**Text provided:**
- - -
I always used to leave Papworth bearing good news – continued progress in my recovery, causes for cautious, realistic optimism – and yet, I always used to leave Papworth heartbroken. Any one of those people could have been me. The father who couldn’t get out of his chair? Why did this happen to him, a man with responsibilities, a wife, children? I can’t make any sense out of any of it unless I attribute it all to a cosmic rolling of the dice. And so the language we resort to when talking about disease (we talk about people “bravely” “fighting” a “battle” with an illness, as if that made more of a difference than access to good doctors and, above all else, simple dumb luck) is specious. Of course, some people respond well to being told, “You’re brave and strong and you can beat this”. But there is a widely evident net social ill that’s the inevitable result of too much of this. If we think our “positive attitude” or our “courage” or – God help us – “strength” is what saved us if we do survive, we imply that those who died or were left more disabled deserved their fate for not being as courageous and strong as we.
- - -
**What the task requires:** In the passage on illness and luck, what must the writer attribute everything to in order to make any sense of it?

[Referring expression data]
- - -
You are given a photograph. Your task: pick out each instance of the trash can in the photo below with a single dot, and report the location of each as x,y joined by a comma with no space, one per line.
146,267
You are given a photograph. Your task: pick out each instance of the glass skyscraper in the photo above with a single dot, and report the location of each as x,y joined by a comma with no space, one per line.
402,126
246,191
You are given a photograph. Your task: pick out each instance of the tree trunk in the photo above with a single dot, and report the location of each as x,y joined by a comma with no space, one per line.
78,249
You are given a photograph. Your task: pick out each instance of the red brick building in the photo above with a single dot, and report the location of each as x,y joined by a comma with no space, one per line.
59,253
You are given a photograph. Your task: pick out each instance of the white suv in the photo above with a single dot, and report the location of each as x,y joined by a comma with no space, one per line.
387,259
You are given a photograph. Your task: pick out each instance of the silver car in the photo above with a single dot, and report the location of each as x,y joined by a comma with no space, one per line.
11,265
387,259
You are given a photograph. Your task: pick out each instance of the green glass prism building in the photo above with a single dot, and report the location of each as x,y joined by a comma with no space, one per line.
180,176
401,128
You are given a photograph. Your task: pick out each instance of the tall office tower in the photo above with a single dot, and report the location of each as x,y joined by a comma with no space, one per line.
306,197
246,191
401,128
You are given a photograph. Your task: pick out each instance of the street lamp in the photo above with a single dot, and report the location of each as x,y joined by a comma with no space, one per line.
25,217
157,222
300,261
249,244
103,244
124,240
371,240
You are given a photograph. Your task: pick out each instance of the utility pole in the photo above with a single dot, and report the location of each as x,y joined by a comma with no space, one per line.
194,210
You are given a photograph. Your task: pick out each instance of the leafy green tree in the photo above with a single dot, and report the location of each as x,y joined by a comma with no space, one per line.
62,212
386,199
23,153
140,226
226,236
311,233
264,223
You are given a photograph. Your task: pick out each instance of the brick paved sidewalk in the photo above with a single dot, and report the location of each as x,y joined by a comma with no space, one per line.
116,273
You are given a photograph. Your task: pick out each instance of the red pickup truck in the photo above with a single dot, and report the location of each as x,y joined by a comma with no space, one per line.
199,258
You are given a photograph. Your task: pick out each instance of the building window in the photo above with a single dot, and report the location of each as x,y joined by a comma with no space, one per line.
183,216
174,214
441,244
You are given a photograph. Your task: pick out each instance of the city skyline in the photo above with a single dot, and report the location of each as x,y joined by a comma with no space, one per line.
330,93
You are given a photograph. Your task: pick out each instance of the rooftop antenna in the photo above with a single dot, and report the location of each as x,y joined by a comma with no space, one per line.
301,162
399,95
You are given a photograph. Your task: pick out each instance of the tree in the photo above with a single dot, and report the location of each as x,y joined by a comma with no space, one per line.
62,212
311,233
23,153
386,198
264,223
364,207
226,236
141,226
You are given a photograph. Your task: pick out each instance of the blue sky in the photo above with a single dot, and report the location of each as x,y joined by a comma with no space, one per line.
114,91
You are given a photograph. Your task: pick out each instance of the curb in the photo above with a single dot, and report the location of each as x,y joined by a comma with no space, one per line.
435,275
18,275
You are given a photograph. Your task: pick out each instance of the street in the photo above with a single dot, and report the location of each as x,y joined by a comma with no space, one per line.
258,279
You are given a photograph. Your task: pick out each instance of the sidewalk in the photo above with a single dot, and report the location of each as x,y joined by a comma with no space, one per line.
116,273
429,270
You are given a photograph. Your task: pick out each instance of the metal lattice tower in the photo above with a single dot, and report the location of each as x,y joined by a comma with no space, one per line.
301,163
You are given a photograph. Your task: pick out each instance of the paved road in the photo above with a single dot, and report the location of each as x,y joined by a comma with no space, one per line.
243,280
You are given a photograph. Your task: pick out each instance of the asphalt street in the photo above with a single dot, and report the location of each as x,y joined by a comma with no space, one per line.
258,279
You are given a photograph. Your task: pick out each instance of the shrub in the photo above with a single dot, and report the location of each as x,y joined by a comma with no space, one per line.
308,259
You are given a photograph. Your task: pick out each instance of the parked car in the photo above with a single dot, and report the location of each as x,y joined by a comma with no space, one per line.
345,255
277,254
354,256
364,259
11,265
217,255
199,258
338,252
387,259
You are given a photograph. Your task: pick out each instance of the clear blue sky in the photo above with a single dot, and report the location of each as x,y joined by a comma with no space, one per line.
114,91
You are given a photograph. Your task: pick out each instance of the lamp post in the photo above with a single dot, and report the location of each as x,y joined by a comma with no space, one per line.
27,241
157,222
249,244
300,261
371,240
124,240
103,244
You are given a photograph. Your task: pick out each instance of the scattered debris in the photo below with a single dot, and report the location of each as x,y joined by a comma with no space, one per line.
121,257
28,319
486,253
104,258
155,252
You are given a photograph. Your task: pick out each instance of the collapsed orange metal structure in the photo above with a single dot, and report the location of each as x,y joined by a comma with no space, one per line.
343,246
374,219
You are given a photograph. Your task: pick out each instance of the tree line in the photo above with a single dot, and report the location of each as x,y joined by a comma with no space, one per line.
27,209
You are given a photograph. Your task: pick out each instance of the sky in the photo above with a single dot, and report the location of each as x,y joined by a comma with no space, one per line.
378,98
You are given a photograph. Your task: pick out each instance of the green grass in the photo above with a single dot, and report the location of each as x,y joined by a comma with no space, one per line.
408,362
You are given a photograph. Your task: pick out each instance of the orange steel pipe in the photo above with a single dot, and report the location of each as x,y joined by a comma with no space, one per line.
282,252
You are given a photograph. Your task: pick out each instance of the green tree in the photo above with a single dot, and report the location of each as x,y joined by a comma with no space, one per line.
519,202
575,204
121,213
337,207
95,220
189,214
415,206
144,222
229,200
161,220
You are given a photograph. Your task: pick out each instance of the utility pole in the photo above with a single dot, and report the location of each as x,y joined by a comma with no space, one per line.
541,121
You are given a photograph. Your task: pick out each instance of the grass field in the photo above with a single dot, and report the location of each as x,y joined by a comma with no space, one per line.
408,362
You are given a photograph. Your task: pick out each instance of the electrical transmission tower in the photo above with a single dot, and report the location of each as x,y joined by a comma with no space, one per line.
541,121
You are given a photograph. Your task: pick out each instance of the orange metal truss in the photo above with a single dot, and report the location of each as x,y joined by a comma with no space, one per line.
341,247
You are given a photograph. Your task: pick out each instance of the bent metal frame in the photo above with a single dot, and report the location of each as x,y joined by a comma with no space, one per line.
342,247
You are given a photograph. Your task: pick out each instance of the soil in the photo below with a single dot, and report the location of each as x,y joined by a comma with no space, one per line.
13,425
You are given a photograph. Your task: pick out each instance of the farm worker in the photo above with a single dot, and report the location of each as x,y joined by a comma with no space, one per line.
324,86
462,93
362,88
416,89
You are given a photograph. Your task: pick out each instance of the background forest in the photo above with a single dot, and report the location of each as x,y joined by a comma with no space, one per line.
- - -
**Answer section:** A cosmic rolling of the dice.